WHAT YOU SHOULD DO:
Would you return all of this data exactly, leaving nothing out?

· · · · · · ·

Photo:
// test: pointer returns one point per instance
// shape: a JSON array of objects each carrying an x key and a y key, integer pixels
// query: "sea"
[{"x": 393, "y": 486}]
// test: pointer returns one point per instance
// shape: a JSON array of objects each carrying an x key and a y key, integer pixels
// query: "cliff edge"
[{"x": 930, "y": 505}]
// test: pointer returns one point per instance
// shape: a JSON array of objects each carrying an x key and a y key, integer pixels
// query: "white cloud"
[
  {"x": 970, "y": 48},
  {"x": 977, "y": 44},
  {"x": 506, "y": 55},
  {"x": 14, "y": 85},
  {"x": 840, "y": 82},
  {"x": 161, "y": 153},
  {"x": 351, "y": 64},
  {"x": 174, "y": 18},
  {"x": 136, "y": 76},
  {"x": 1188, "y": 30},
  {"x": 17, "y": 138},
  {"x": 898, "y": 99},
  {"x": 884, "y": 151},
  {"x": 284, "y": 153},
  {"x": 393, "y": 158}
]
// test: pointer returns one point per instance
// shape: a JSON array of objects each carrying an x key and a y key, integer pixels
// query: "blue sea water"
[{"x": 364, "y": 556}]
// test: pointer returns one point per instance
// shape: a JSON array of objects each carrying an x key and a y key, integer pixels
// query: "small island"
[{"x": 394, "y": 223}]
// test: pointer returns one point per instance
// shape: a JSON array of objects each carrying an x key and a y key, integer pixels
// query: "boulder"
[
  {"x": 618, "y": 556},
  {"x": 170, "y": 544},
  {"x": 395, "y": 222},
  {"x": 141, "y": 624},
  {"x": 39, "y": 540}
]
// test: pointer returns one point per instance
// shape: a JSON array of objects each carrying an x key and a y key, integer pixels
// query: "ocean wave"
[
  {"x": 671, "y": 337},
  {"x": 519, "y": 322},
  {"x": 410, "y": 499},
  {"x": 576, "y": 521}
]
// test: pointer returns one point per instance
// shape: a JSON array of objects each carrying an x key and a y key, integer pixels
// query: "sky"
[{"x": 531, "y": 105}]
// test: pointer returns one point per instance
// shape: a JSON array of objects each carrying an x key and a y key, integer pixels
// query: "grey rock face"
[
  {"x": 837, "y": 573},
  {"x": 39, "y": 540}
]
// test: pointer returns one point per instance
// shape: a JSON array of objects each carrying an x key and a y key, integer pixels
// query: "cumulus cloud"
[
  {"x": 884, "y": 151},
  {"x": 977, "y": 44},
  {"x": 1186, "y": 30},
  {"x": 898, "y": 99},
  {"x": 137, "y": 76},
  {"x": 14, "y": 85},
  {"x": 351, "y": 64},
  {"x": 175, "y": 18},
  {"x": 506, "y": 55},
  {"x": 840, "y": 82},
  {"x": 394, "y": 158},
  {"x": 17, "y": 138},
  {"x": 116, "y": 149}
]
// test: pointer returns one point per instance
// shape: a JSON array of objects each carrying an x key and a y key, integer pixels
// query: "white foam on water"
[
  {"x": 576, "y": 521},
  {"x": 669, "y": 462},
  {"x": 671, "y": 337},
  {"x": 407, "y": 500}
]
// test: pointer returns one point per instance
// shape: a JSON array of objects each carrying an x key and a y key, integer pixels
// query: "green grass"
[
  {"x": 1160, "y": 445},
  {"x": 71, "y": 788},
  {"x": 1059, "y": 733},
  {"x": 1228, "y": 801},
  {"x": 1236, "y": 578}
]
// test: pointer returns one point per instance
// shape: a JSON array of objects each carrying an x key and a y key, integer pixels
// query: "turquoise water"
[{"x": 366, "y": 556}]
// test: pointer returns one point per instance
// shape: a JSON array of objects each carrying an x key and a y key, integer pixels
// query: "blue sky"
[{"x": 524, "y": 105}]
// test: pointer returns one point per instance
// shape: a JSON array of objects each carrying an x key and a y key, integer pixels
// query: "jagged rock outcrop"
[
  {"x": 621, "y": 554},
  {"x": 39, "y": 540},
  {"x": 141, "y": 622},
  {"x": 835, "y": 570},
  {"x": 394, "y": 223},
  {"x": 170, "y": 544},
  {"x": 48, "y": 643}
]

· · · · · · ·

SOLUTION TO THE EXERCISE:
Photo:
// test: pointer returns one point per instance
// shape: a JSON array of objects each carrying an x key and a y key, integer pixels
// query: "sea"
[{"x": 393, "y": 486}]
// test: pointer returns one point per instance
// shape: a JSON array of objects each carrying an x key and a y key, integer pixels
// query: "cliff edge"
[{"x": 930, "y": 505}]
// test: pointer returns one point per instance
// shape: a JSON array of objects each carrying an x key and a y key, integer pixels
// query: "white cloud"
[
  {"x": 970, "y": 48},
  {"x": 977, "y": 44},
  {"x": 506, "y": 55},
  {"x": 14, "y": 85},
  {"x": 840, "y": 82},
  {"x": 161, "y": 153},
  {"x": 351, "y": 64},
  {"x": 174, "y": 18},
  {"x": 136, "y": 76},
  {"x": 1188, "y": 30},
  {"x": 17, "y": 138},
  {"x": 898, "y": 99},
  {"x": 884, "y": 151},
  {"x": 284, "y": 153},
  {"x": 393, "y": 158}
]
// test: pointer returns one point per instance
// shape: a JSON array of objects each carrying an x key and a y key, integer pixels
// query: "blue sea water"
[{"x": 364, "y": 556}]
// test: pointer returns one point per instance
// shape: a JSON array of objects each carrying an x key and a y key, integer pixels
// query: "small island"
[{"x": 394, "y": 223}]
// test: pointer returns one point per instance
// shape: a JSON array of objects each carrying an x key and a y key, integer pixels
// query: "boulder"
[
  {"x": 618, "y": 556},
  {"x": 170, "y": 544},
  {"x": 395, "y": 222},
  {"x": 141, "y": 624},
  {"x": 39, "y": 540}
]
// test: pointer returns one point per instance
// shape: a JSON array of objects each carrying an x key and a y key, integer pixels
// query: "ocean wave"
[
  {"x": 671, "y": 337},
  {"x": 519, "y": 322},
  {"x": 410, "y": 499},
  {"x": 576, "y": 521}
]
// test: pointer returns one point per instance
// shape: a JSON array of objects each carrying an x key and a y key, integer pixels
// query: "sky"
[{"x": 531, "y": 105}]
// test: pointer returns one point per instance
// shape: a JSON array of objects each carrying an x key and a y key, integer pixels
// query: "grey rock face"
[
  {"x": 837, "y": 573},
  {"x": 39, "y": 540}
]
// test: pointer returns one point per instance
// shape: a JSON array of objects each carrying an x key and a y key, integer pixels
// query: "cumulus cloud"
[
  {"x": 884, "y": 151},
  {"x": 977, "y": 44},
  {"x": 1186, "y": 30},
  {"x": 898, "y": 99},
  {"x": 137, "y": 76},
  {"x": 14, "y": 85},
  {"x": 351, "y": 64},
  {"x": 175, "y": 18},
  {"x": 506, "y": 55},
  {"x": 840, "y": 82},
  {"x": 394, "y": 158},
  {"x": 17, "y": 138},
  {"x": 116, "y": 149}
]
// test: pointer returns one point per instance
// shape: a JSON array of objects each carrying an x key and a y key, integer pixels
// query: "white foam on water"
[
  {"x": 576, "y": 521},
  {"x": 669, "y": 462},
  {"x": 671, "y": 337},
  {"x": 407, "y": 500}
]
// test: pointer returns one point per instance
// shape: a JSON array of objects each carrying an x key and a y key, integer pixels
// query: "green grass"
[
  {"x": 1160, "y": 445},
  {"x": 71, "y": 788},
  {"x": 1059, "y": 733},
  {"x": 1228, "y": 801},
  {"x": 1236, "y": 578}
]
// test: pointer returns one point per instance
// shape: a JSON array of objects each carrying an x key and a y key, integer pixels
// query: "turquoise water"
[{"x": 366, "y": 556}]
// test: pointer returns one point per instance
// shape: a JSON array of objects each carrying an x key and a y key, integer pixels
// query: "blue sky"
[{"x": 524, "y": 105}]
// test: pointer returns one point per instance
// shape: a JSON array of objects each carrying an x key and a y key, integer pixels
// query: "jagged rock outcrop"
[
  {"x": 621, "y": 554},
  {"x": 39, "y": 540},
  {"x": 141, "y": 622},
  {"x": 835, "y": 570},
  {"x": 394, "y": 223},
  {"x": 170, "y": 544},
  {"x": 48, "y": 643}
]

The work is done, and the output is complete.